→ **AIM OF THE TASK**: Can you reproduce, word for word, the part of the movie blog post below from "Wednesday, July 9, 2008" to "to DVD yet."?

Wednesday, July 9, 2008

Sleeping With the Enemy

Last night, I finally had the chance to see Rosalind Russell in the first sound version of Craig's Wife, about a wife who's so obsessed with the social standing that her marriage brings her that she'll push everything away just to keep it. I had already seen the remake, 1950's Harriet Craig, with Joan Crawford taking on the Russell role. Unfortunately, neither of these movies has been released to DVD yet.

One of the key scenes in Craig's Wife is how she wants the rooms of her house so immaculate and pristine that she notices when even a Grecian urn on the mantelpiece ever so slightly out of place. It's symptomatic of her obsessiveness, so much so that her husband deliberately smashes the urn to signify a break in his acceptance of the way his wife is treating him. When I watched that scene last night, it immediately made me think of the more recent movie Sleeping With the Enemy.

In Sleeping With the Enemy, Julia Roberts stars as a woman trapped in an abusive marriage. Her husband (played by Patrick Bergin) doesn't only beat her and use her for sex on his terms; he's obsessive to the point of wanting the hand towels in the bathroom to hang off the towel rack to exactly the same length, and have the labels on everything in the kitchen to face exactly the same way. Needless to say, Roberts grows tired of this, and makes a plan to escape by faking her own drowning. She does so, and hops a bus out to Iowa, where she hopes to make a new life for herself.

However, Sleeping With the Enemy is a Hollywood movie, so we know this isn't going to be the end of the story. Eventually, Bergin finds his wife's wedding ring, realizes she's still alive, and.... Well, you can figure out the rest of the plot from here. The only thing I'll say about the rest of the story is that the movie needed one more bullet.

→ **SOURCE INFORMATION**:
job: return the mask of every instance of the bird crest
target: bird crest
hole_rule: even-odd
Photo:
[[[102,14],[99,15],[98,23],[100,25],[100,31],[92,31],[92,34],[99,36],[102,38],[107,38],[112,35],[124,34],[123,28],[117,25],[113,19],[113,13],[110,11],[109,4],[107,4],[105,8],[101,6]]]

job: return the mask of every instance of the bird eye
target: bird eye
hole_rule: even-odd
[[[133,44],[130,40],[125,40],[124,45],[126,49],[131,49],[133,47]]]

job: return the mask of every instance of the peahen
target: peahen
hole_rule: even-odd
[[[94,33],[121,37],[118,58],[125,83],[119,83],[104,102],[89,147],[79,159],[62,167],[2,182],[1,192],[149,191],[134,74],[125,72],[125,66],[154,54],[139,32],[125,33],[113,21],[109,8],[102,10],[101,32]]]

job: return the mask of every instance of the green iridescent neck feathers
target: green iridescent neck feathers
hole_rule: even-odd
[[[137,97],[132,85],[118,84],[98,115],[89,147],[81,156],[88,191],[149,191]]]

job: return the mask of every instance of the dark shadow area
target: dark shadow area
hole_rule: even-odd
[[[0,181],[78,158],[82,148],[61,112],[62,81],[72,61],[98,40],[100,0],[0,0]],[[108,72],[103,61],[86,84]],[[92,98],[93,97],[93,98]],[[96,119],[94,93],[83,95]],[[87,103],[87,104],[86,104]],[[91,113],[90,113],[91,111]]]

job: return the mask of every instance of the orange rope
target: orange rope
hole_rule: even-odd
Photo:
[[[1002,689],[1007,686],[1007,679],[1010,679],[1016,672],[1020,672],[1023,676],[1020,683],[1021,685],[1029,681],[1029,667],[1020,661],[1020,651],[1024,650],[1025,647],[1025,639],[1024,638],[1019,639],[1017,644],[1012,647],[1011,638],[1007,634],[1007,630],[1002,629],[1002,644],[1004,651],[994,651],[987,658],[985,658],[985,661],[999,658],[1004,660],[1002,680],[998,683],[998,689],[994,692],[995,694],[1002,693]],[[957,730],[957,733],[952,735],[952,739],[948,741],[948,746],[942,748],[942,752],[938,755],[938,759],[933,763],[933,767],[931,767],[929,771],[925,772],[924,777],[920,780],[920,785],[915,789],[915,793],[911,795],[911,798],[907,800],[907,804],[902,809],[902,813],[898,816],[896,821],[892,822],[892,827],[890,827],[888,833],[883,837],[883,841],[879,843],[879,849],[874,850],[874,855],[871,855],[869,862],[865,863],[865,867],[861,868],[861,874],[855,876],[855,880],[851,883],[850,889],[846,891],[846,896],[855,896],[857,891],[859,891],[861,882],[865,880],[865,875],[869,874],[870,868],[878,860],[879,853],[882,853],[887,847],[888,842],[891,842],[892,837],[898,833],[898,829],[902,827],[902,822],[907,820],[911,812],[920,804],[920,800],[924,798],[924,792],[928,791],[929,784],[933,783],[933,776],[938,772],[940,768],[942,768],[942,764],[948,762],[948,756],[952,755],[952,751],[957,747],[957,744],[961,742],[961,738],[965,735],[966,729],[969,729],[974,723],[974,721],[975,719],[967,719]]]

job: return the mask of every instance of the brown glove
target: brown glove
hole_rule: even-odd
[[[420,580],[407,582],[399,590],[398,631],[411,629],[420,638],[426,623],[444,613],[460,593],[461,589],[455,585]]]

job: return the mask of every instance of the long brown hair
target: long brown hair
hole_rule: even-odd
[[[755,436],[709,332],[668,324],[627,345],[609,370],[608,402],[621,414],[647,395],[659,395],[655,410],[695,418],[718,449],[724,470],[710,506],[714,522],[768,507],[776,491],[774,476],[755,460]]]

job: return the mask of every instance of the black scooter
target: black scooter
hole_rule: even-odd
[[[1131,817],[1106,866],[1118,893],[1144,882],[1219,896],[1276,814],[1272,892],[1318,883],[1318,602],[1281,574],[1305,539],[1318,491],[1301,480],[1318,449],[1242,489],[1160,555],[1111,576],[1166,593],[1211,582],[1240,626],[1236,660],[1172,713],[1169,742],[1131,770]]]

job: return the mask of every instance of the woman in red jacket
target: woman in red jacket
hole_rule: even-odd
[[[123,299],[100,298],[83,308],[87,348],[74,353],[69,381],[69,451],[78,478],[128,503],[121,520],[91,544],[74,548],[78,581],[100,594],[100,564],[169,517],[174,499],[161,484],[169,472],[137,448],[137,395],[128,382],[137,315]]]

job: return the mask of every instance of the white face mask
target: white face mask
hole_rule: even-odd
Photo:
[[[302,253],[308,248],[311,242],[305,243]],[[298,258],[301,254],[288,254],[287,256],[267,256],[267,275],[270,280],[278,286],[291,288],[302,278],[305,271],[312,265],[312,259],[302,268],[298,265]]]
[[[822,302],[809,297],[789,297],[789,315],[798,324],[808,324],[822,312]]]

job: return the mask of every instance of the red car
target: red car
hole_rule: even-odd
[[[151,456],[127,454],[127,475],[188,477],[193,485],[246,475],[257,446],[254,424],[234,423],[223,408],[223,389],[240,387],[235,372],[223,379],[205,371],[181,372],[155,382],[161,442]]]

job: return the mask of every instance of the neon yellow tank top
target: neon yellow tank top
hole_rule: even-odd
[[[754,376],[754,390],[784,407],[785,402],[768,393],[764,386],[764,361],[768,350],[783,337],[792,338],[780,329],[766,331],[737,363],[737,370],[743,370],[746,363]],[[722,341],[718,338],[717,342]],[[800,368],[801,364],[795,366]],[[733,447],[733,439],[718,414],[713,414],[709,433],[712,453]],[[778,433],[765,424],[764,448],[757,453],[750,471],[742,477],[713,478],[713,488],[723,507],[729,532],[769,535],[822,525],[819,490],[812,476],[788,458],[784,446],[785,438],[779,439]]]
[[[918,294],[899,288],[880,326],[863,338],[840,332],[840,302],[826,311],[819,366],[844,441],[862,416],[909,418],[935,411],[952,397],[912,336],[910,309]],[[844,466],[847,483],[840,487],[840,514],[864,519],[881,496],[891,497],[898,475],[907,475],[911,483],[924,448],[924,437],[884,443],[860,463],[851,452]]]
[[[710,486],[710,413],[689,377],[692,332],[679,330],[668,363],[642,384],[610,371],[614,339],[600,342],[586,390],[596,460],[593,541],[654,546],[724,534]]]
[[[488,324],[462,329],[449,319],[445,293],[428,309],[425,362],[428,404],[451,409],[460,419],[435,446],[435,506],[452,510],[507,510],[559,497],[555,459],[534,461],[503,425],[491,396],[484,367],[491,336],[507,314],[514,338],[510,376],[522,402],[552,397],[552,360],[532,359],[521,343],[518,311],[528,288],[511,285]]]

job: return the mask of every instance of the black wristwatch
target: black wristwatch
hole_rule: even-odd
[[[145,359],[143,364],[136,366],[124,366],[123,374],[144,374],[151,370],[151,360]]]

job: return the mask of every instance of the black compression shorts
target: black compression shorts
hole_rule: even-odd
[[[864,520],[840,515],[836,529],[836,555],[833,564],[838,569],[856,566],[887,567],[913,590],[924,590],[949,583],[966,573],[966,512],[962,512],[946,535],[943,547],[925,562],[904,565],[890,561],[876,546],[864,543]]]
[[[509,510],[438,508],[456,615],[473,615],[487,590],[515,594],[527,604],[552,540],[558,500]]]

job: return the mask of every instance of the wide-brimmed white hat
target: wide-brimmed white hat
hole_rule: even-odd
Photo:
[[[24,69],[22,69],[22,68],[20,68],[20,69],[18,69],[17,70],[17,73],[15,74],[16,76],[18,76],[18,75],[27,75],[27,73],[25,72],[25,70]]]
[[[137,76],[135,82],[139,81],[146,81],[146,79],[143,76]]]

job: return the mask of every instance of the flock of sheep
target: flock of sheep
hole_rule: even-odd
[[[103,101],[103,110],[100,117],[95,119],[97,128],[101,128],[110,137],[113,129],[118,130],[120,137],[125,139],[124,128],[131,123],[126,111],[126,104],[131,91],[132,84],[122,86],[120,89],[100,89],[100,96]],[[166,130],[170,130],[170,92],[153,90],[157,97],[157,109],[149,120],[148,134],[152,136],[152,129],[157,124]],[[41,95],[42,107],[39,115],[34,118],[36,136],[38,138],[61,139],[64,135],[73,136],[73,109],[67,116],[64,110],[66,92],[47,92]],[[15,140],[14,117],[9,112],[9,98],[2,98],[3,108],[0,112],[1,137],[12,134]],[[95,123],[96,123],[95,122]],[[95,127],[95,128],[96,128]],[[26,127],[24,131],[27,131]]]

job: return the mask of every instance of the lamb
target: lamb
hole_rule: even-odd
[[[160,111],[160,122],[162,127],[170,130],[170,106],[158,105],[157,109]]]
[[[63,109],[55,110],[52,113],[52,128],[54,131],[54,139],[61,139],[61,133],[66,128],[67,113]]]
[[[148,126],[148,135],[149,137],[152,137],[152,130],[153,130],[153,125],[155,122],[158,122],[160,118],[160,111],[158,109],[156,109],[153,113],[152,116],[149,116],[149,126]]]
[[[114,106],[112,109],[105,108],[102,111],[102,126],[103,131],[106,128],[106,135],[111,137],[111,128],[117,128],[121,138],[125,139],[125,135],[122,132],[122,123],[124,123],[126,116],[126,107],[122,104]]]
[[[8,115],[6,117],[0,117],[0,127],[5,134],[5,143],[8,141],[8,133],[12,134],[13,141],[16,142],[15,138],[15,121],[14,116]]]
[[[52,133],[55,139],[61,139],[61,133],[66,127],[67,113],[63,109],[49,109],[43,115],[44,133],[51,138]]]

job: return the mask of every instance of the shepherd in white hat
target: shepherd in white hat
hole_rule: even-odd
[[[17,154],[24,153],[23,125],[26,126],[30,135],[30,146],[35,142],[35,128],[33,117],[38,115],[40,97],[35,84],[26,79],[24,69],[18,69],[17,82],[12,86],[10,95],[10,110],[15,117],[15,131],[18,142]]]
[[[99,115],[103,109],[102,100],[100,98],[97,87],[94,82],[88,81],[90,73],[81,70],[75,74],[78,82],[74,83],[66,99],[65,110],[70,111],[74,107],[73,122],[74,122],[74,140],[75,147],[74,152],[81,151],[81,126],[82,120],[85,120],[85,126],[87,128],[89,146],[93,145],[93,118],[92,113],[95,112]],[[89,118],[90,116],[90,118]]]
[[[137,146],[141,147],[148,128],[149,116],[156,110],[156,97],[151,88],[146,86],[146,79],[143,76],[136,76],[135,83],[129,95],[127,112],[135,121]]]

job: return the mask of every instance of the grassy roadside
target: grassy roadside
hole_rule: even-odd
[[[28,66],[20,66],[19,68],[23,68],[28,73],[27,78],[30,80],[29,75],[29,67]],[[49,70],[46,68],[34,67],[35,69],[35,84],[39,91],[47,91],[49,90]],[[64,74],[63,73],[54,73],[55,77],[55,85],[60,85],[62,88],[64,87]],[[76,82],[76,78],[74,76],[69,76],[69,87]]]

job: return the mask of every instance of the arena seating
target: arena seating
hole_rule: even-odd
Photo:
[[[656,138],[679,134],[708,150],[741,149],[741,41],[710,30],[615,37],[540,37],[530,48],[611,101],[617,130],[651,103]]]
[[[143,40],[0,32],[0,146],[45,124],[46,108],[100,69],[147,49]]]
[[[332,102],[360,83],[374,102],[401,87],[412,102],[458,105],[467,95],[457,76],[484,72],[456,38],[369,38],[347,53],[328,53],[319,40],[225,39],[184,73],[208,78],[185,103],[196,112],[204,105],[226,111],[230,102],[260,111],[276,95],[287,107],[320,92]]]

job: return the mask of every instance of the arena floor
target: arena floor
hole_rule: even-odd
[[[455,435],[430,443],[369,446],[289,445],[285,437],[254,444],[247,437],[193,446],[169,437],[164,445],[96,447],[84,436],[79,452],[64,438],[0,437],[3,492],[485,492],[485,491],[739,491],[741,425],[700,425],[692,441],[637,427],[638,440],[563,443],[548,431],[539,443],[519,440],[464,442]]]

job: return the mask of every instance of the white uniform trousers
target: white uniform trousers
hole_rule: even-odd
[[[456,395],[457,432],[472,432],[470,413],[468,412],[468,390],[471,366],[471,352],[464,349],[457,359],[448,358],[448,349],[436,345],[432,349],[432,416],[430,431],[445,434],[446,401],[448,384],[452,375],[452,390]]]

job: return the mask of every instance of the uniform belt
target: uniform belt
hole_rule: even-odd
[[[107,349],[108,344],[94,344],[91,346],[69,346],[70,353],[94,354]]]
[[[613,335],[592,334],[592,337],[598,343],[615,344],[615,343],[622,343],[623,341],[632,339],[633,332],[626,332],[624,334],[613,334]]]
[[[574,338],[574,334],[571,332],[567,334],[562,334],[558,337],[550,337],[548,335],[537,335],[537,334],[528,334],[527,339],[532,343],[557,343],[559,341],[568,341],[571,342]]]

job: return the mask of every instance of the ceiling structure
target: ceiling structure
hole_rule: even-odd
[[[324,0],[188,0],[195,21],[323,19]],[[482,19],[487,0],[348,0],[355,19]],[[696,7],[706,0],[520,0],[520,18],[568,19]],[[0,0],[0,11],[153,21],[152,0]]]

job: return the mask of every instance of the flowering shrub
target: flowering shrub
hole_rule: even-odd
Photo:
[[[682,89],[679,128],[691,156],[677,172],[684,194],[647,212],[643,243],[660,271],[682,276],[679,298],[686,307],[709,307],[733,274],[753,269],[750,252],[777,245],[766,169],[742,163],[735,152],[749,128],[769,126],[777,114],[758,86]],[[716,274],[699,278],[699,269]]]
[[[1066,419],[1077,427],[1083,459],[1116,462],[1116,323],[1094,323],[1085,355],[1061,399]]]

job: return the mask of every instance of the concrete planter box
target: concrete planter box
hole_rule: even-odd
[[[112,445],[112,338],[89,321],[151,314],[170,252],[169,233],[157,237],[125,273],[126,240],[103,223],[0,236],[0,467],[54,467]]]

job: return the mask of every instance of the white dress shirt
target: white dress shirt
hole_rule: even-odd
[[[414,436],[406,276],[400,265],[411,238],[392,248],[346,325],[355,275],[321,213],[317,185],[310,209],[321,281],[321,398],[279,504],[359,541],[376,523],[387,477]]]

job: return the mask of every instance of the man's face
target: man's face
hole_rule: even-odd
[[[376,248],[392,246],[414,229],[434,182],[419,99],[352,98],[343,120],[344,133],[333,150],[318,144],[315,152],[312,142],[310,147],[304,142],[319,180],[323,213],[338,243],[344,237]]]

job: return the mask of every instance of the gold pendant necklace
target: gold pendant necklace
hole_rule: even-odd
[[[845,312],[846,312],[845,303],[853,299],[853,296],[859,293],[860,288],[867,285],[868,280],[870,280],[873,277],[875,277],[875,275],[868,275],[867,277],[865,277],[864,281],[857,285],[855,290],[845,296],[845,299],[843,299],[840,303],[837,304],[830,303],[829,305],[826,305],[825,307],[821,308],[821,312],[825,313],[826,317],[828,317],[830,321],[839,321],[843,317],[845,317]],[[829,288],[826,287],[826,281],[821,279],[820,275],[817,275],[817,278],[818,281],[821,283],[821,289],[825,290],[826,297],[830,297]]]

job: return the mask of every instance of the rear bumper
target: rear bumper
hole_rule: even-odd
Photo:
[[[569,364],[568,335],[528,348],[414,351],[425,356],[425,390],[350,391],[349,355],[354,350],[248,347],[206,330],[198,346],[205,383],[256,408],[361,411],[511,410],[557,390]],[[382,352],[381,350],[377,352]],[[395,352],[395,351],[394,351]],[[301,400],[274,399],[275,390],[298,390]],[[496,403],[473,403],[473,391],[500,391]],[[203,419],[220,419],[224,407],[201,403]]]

→ **EXERCISE ANSWER**:
Wednesday, July 9, 2008

Sleeping With the Enemy

Last night, I finally had the chance to see Rosalind Russell in the first sound version of Craig's Wife, about a wife who's so obsessed with the social standing that her marriage brings her that she'll push everything away just to keep it. I had already seen the remake, 1950's Harriet Craig, with Joan Crawford taking on the Russell role. Unfortunately, neither of these movies has been released to DVD yet.